§ **Aim of the exercise**: In the data below, copy out unchanged every line starting with the line that contains "point: tall tree" and going on through the line that contains "column 134, row 452", both of those included.

** begin Supplied records **

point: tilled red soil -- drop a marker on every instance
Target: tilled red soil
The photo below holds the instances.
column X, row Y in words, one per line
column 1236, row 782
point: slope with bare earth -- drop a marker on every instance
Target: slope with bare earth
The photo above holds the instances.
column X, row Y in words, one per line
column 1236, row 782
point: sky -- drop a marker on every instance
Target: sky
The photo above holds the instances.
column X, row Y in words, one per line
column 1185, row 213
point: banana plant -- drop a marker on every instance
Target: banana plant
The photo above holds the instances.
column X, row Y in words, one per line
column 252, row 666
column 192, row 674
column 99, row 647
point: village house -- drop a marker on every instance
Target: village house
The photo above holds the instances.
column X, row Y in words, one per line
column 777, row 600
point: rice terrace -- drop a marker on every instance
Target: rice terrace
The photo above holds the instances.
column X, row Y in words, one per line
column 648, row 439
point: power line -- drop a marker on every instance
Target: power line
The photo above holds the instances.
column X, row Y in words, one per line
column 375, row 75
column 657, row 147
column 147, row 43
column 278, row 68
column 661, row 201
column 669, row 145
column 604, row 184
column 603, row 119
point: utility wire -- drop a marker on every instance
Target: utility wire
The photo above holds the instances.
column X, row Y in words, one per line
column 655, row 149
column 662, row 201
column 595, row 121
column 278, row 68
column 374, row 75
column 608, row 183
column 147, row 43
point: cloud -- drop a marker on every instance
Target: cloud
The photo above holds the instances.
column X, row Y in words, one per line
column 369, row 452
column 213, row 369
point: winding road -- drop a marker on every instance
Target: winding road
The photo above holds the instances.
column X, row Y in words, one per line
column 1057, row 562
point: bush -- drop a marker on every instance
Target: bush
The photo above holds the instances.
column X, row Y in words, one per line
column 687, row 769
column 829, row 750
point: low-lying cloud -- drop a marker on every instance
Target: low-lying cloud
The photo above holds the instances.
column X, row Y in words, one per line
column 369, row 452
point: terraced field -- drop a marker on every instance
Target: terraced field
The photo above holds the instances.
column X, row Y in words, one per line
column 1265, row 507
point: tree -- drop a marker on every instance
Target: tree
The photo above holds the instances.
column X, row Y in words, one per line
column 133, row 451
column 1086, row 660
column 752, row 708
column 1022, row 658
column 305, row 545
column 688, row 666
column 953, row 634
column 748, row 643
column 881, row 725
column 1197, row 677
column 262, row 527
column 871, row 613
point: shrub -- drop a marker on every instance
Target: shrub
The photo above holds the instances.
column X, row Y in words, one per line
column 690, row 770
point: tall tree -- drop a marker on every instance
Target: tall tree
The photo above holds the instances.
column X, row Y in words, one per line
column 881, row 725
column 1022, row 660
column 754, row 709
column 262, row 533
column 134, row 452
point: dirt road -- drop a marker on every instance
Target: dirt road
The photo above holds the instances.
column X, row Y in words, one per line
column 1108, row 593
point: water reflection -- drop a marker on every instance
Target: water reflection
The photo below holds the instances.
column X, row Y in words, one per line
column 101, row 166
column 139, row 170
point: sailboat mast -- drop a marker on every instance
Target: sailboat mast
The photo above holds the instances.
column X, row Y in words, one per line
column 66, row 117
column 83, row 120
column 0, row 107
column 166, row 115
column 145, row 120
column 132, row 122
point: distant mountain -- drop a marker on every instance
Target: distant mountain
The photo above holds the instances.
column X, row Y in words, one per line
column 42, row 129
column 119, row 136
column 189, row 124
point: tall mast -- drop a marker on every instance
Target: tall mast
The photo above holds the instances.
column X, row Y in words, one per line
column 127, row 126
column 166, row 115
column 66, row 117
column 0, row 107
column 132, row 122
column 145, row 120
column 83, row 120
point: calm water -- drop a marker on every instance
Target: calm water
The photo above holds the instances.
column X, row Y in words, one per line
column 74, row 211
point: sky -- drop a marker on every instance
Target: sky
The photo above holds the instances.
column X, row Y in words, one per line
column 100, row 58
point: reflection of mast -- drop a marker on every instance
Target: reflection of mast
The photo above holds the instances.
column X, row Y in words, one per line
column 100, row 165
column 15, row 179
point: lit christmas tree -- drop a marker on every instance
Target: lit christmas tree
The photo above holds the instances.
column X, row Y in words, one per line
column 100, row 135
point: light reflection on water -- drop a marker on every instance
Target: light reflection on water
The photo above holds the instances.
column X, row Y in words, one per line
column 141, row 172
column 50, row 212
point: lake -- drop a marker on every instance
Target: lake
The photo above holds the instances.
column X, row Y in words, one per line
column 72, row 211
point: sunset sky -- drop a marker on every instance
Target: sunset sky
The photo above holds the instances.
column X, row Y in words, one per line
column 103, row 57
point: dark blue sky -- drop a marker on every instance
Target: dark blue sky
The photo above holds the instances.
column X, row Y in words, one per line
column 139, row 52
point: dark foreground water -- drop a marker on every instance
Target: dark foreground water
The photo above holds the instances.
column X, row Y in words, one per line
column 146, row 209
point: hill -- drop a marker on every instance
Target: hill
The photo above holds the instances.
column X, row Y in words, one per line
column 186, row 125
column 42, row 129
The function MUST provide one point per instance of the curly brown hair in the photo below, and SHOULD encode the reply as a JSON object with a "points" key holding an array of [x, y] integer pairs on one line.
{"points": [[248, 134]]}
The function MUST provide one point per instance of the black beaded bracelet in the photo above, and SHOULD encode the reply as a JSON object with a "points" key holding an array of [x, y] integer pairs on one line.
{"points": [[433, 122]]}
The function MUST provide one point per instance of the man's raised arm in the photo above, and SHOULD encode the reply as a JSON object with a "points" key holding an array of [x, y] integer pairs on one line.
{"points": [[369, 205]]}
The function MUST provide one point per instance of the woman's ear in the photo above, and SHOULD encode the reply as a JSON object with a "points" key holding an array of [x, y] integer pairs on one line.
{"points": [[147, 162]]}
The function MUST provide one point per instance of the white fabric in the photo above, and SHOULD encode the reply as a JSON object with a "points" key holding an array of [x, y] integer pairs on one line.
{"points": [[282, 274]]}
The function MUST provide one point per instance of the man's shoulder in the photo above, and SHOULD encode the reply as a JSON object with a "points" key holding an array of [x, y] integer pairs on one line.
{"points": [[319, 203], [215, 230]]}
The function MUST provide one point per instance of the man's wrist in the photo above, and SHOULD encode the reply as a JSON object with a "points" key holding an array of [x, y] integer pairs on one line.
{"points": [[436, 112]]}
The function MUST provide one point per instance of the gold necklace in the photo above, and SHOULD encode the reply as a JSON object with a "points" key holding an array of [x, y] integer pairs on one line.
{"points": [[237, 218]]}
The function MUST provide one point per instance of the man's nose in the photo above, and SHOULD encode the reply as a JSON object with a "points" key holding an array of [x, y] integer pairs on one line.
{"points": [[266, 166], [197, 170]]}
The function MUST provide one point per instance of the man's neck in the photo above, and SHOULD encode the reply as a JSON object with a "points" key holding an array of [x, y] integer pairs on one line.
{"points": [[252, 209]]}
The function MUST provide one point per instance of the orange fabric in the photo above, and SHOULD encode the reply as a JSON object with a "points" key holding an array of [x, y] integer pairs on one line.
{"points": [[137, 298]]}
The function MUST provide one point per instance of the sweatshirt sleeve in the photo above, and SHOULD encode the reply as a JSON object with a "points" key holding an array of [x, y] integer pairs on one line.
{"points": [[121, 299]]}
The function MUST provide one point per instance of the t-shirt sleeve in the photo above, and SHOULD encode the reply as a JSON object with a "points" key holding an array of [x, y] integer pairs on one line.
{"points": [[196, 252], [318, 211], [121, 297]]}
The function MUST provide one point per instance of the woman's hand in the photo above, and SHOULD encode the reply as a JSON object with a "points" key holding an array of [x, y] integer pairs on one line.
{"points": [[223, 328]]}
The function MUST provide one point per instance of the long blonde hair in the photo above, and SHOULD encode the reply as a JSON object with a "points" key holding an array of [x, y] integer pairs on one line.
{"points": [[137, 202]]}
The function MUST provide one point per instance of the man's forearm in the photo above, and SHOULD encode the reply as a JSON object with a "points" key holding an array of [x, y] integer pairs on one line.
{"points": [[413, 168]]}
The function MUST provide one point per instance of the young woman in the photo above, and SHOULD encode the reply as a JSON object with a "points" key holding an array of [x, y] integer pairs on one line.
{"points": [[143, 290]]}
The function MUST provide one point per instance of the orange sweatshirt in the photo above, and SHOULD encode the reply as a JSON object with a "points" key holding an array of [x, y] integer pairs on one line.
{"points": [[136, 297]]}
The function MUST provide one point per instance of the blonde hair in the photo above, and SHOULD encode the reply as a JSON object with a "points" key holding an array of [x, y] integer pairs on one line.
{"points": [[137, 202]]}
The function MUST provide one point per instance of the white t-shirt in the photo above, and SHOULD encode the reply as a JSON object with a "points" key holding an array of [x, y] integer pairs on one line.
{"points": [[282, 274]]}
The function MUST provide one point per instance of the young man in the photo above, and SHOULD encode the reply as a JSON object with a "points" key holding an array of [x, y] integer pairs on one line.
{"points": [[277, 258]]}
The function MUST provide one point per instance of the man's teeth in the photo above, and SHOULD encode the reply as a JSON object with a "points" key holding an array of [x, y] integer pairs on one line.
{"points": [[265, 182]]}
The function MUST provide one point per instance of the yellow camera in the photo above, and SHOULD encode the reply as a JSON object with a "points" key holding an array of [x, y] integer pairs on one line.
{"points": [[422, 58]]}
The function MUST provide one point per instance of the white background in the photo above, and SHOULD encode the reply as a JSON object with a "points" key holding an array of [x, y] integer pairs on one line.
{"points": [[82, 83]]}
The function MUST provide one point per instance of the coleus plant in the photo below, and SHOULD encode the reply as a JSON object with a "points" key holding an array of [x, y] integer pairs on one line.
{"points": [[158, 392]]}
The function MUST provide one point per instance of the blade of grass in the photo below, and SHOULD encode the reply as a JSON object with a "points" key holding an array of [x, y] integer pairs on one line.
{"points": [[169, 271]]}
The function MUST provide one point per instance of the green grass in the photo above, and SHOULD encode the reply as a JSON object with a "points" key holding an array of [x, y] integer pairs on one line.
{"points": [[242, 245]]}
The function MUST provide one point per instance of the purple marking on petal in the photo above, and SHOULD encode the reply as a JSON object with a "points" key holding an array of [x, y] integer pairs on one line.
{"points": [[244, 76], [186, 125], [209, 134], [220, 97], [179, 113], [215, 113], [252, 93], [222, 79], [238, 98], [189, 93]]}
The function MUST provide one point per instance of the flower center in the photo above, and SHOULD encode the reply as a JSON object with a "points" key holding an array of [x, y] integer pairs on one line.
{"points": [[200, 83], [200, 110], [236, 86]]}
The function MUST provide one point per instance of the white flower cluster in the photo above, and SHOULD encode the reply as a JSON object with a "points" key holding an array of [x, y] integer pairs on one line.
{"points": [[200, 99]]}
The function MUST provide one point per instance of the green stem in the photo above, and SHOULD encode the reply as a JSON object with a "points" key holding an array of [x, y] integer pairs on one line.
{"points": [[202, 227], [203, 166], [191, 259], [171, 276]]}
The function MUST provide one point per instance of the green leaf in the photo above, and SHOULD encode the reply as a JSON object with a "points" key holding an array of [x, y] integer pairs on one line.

** end Supplied records **

§ **Problem solution**:
point: tall tree -- drop a marker on every instance
Target: tall tree
The photo above holds the instances.
column X, row Y in words, one per line
column 881, row 725
column 1022, row 660
column 754, row 709
column 262, row 533
column 134, row 452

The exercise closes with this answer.